Passage provided
** START **

Basell sale rumours rise again
March 31, 2005
The rumour mill has been wound up again and Reuters news agency is quoting 'sources close to the situation' in a prediction that BASF and Shell will name a buyer for Basell in the next few days - or then again, they may not, as a public flotation is said still to be an option.
     If a buyer is named it is likely to be the National Petrochemical Company of Iran or an Indian consortium. Ineos Chlor, which was included in earlier speculation, is now reckoned to be a distant third in the bidding stakes.
     Reuters comments that a successful bid by the Iranians might be complicated by the strained political relationship between Iran and the USA - where some of Basell's plants are - and suggests that 'US assets would be carved out of Basell in the event of a deal with the Iranians and sold separately'.
 
Ineos to seal the deal on EVC
March 31, 2005
While it may not be likely to buy Basell, Ineos is definitely buying EVC. Ineos Vinyls Holdings, a subsidiary of Hawkslease Finance Company, itself a company controlled by the Ineos Group, is tidying up the long running purchase of EVC International with an offer to buy all the shares. Ineos/Hawkslease already hold around 93 per cent of the previously publicly-held EVC shares, and intend to remove EVC from the Euronext Stock Exchange and liquidate the company, continuing the business as Ineos.

 EVC

Bayer plans Asian polyurethane growth
March 31, 2005
Bayer MaterialScience is hoping to tap the 10 per cent annual growth in the Indian polyurethane market by setting up a system supply company there. Bayer has been steadily developing its global network of system houses - companies which take the basic materials and formulate systems for a specific application. The company to be set up in New Delhi will be its first on the Indian sub-continent.
 Further east, Bayer is expecting to double the output of its joint venture Bayer Jinling Polyurethane Co polyols plant by the end of the year The plant opened in 1999 with a capacity of 10,000 tonnes.

 Bayer

Hepworth purchase will add 20 per cent to the size of Wavin
March 31, 2005
Wavin Group has now finalised its purchase of Hepworth Plastics from Vaillant, begun towards the end of last year. Hepworth Building Products had sales of Eur 236 million in 2004 in drainage, plumbing and concrete pipe systems. It has manufacturing and distribution facilities in the UK, Continental Europe and the Far East and employs more than 1,400 people. Its acquisition by Wavin increases the size of the Dutch pipe maker by around 20 per cent and gives it another product string in Hepworth's clay pipe business.
     In the UK, the combination of Wavin Plastics and Hepworth Building Products will employ more than 2,000 people.

** END **

Data section
** START **

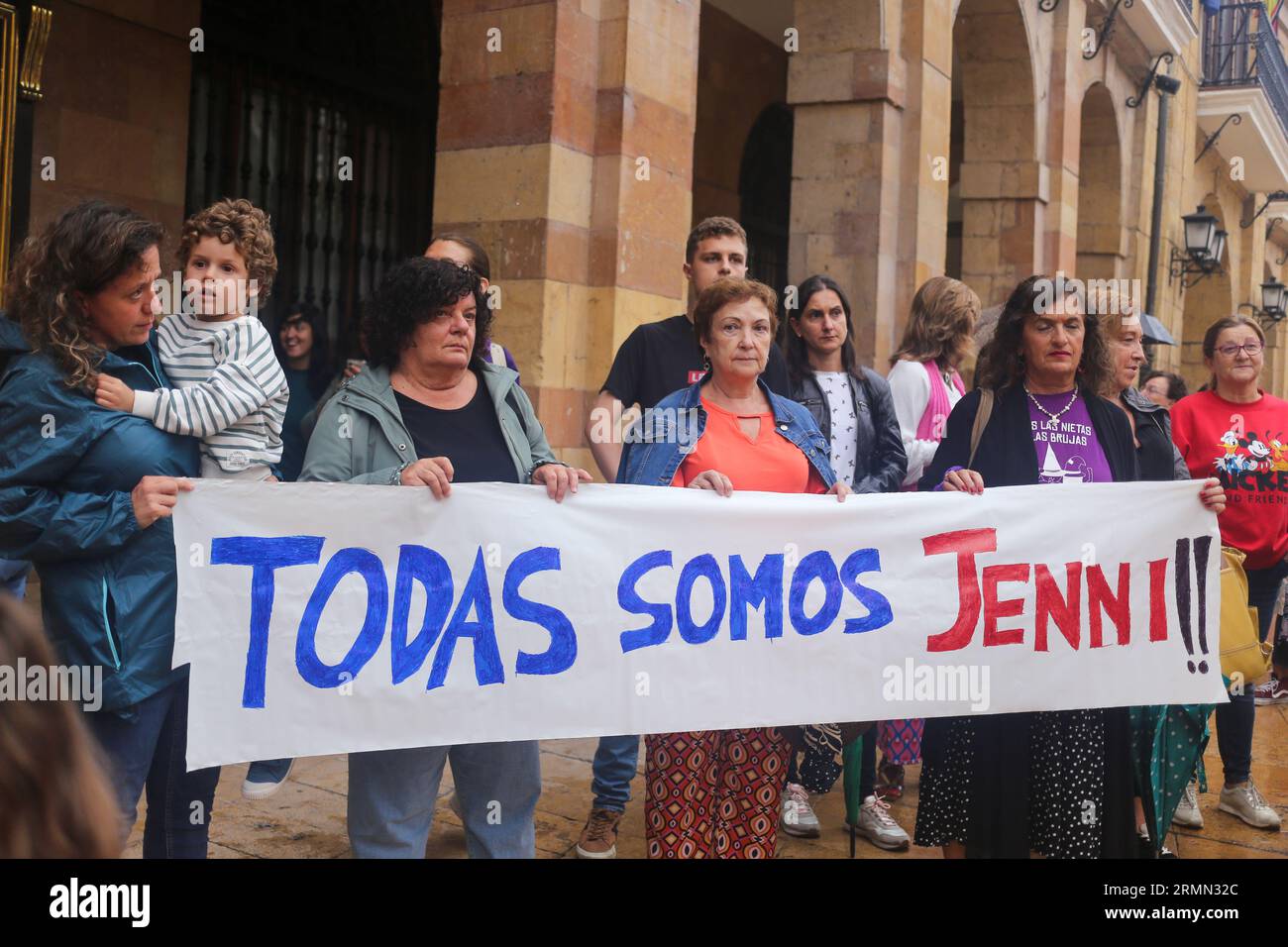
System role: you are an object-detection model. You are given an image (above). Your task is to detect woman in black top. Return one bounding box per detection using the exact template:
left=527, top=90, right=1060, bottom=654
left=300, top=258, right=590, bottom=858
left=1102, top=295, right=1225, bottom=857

** END **

Requirements
1: According to the news digest, how many people does Hepworth Building Products employ?
2: Please repeat the stretch of the news digest from "Bayer plans Asian" through "the Indian sub-continent.", word for word.

Exercise solutions
1: More than 1,400 people.

2:
Bayer plans Asian polyurethane growth
March 31, 2005
Bayer MaterialScience is hoping to tap the 10 per cent annual growth in the Indian polyurethane market by setting up a system supply company there. Bayer has been steadily developing its global network of system houses - companies which take the basic materials and formulate systems for a specific application. The company to be set up in New Delhi will be its first on the Indian sub-continent.